• _WORKING DATA_:

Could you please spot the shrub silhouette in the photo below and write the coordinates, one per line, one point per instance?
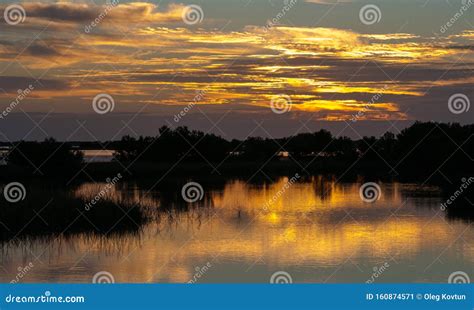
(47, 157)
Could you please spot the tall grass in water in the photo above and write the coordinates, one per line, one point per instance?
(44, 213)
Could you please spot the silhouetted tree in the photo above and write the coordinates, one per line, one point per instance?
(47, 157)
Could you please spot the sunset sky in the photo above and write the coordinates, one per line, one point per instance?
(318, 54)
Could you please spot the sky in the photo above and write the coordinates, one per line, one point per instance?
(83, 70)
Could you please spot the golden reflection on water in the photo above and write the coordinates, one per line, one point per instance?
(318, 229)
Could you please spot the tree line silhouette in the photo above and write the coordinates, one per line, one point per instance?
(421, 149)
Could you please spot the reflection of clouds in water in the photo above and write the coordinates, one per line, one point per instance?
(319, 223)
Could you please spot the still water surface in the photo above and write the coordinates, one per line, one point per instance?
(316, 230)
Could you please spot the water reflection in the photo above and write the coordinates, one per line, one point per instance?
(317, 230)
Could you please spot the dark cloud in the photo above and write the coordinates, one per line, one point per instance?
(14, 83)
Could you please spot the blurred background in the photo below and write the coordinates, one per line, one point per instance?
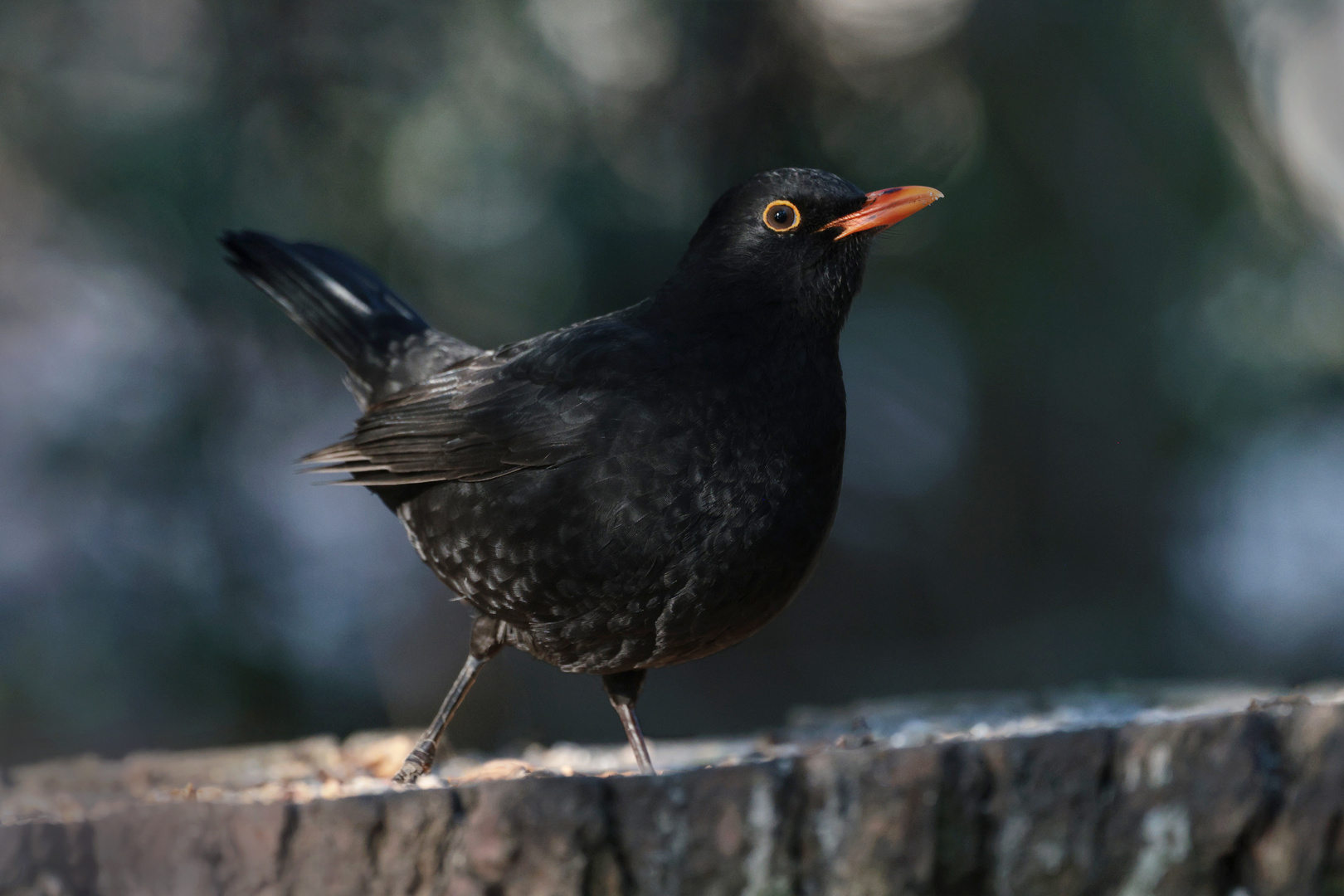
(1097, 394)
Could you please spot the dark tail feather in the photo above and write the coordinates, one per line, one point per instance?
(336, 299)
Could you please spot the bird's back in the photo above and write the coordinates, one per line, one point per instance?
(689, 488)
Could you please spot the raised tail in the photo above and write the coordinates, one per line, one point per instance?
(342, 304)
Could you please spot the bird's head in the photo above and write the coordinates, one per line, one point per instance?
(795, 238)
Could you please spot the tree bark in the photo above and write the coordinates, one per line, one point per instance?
...
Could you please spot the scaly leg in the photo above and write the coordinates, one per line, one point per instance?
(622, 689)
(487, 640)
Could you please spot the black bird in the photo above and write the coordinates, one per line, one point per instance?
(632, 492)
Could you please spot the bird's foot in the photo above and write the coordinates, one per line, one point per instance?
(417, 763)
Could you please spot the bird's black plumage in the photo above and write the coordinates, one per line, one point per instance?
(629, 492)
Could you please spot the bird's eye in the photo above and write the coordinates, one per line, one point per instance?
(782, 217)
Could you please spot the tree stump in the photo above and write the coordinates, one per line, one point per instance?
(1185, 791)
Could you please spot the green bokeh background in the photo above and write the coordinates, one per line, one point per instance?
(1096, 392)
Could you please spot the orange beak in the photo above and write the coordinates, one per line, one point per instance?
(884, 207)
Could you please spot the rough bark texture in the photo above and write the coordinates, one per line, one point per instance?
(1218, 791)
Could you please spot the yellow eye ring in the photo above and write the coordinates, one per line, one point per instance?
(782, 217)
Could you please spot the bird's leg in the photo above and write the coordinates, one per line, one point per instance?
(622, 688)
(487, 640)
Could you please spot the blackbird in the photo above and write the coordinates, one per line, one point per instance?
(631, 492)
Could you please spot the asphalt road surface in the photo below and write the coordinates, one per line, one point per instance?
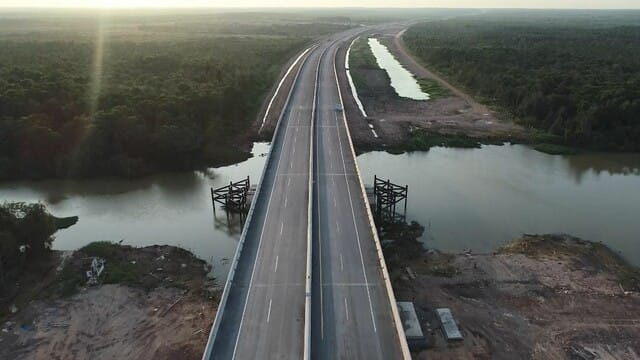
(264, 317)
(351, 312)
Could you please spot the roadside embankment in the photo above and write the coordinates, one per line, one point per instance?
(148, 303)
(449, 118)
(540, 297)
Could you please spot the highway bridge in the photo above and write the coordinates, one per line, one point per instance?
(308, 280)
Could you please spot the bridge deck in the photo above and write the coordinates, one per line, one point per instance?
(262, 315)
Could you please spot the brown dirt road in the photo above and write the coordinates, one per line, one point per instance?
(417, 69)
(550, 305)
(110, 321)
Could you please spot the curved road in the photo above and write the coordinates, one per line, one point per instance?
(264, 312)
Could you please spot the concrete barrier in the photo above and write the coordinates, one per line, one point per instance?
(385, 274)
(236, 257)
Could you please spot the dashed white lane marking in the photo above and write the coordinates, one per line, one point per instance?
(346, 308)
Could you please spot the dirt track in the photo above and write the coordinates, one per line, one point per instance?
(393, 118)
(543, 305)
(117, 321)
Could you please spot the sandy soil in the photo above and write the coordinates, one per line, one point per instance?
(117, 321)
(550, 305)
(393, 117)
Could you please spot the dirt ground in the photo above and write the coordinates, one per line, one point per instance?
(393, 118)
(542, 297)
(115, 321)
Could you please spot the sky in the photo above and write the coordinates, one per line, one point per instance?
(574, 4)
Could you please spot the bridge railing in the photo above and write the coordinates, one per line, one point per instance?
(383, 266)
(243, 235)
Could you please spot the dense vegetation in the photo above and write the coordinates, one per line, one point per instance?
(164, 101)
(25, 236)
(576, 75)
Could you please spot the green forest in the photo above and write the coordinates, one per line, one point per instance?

• _WHAT IS REQUIRED_: Rescale the items from the line with "Could you please spot the shrub" to the line with "Could you please spot the tree bark", both ends included. Copy every line with each item's wording unchanged, multiply every coordinate in the answers by 1.65, round to whole numbers with halves going up, and leave out the pictures.

• _WORKED SOLUTION_:
Could you please spot the shrub silhouette in the photo below and write the coordinates, one per line, one point per instance?
(78, 259)
Could you please spot the tall grass in water in the photo above and write the coordinates, one per line, one point per instance?
(73, 351)
Could you please spot the silhouetted tree in the photo above and write the coordinates, one per line, one point per instance?
(78, 259)
Could you please spot the sunset sky in the photo above and write the coordinates, one per line, one point per instance?
(525, 89)
Could you please spot the sky in the photo above and write the coordinates, one per line, one point per instance?
(137, 116)
Could you please spot the golden reflection on water in the photo above and write the coordinates, one per line, one point per instance?
(525, 378)
Could you please spot the tree line silhouette in the photo above and write the coordinates, one per line, one point per instance?
(695, 246)
Could you please spot the reflection of clouds in water in the photo above and write the coordinates, one per line, one point per instance?
(526, 368)
Could you please spot the still water surface in the photo above and write the coordinates, one per line, one point per instance?
(521, 380)
Could you please spot the water reflection in the photo above and write the coordinates, one per line, one point per instance?
(523, 380)
Could you please spot the dark cloud in the photo above and write the coordinates, one per line, one point per instance?
(23, 137)
Could you please spot the blurred background in the photo below and write the coordinates, one per line, one point per instance?
(1810, 650)
Could you please spot the dark tail feather in the photo above and write the coordinates, one per line, one point per instance?
(554, 493)
Could you please spot the bird's back in the photo above and write the coordinates, one per line, one point per instance?
(1137, 805)
Could you please spot the raised tail in the photo above and write the coordinates, one per line, one point per instance?
(564, 502)
Could you please spot the bird's head in the photo above and write the coordinates, one per line, one point per instance?
(1312, 393)
Could you please spot the tree bark in the photo above and write the coordinates, one per line, one point per instance?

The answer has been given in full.